> **Extracted text**:
|---|

I think we should discuss how we can improve the situation instead rather than
worry about consistency. I don't think we can be consistent without doing some
improvements on thermal pressure response time.

A separate proposal patch to invoke some testing and discussion is fine by me.

Better keep it a separate work item please?


Cheers

--
Qais Yousef
Vincent Guittot Jan. 19, 2023, 10:08 a.m. UTC | #13
On Wed, 18 Jan 2023 at 17:48, Qais Yousef <qyousef@layalina.io> wrote:
>
> On 01/18/23 09:15, Vincent Guittot wrote:
> > On Mon, 16 Jan 2023 at 15:56, Dietmar Eggemann <dietmar.eggemann@arm.com> wrote:
> > >
> > > On 16/01/2023 12:23, Vincent Guittot wrote:
> > > > On Mon, 16 Jan 2023 at 10:07, Dietmar Eggemann <dietmar.eggemann@arm.com> wrote:
> > > >>
> > > >> On 13/01/2023 14:40, Vincent Guittot wrote:
> > >
> > > [...]
> > >
> > > >>> @@ -6132,6 +6135,7 @@ static inline bool cpu_overutilized(int cpu)
> > > >>>       unsigned long rq_util_min = uclamp_rq_get(cpu_rq(cpu), UCLAMP_MIN);
> > > >>>       unsigned long rq_util_max = uclamp_rq_get(cpu_rq(cpu), UCLAMP_MAX);
> > > >>>
> > > >>> +     /* Return true only if the utlization doesn't fit its capacity */
> > > >>
> > > >> s/utlization/utilization
> > > >> s/its/CPU ?

|---|

> **Data**:

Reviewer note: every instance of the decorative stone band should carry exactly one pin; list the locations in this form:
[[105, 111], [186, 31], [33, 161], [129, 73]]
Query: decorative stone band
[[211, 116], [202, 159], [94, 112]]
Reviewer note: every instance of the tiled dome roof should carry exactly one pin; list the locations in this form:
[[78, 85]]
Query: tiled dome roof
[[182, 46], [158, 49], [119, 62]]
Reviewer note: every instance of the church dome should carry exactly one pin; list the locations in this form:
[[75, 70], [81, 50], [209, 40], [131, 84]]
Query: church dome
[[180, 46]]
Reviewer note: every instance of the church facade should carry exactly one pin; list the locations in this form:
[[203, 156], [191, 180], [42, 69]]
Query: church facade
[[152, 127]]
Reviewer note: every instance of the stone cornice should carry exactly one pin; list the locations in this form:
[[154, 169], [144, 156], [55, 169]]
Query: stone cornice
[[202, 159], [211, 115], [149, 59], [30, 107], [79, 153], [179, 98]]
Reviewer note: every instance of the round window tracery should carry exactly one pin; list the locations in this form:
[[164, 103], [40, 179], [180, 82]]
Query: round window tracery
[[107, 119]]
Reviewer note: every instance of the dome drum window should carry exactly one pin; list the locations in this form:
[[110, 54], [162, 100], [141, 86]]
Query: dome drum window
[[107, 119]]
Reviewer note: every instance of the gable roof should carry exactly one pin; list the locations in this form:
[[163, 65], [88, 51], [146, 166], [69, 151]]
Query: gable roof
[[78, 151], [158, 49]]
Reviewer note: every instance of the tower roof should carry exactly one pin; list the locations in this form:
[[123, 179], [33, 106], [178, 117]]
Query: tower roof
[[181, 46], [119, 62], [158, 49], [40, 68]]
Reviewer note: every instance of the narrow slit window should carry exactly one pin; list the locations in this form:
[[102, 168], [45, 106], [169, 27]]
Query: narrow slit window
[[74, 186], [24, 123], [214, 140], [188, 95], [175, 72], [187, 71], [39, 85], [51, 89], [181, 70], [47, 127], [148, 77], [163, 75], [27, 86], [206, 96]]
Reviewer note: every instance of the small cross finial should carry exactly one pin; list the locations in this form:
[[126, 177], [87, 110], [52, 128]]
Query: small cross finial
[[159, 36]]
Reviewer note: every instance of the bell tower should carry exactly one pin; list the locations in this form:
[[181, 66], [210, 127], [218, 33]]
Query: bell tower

|---|

> **Required task**: Copy the patch discussion from "I think we should" down to "fine by me.", with "frequency pressure" in place of "thermal pressure".

> **Complete output**:
I think we should discuss how we can improve the situation instead rather than
worry about consistency. I don't think we can be consistent without doing some
improvements on frequency pressure response time.

A separate proposal patch to invoke some testing and discussion is fine by me.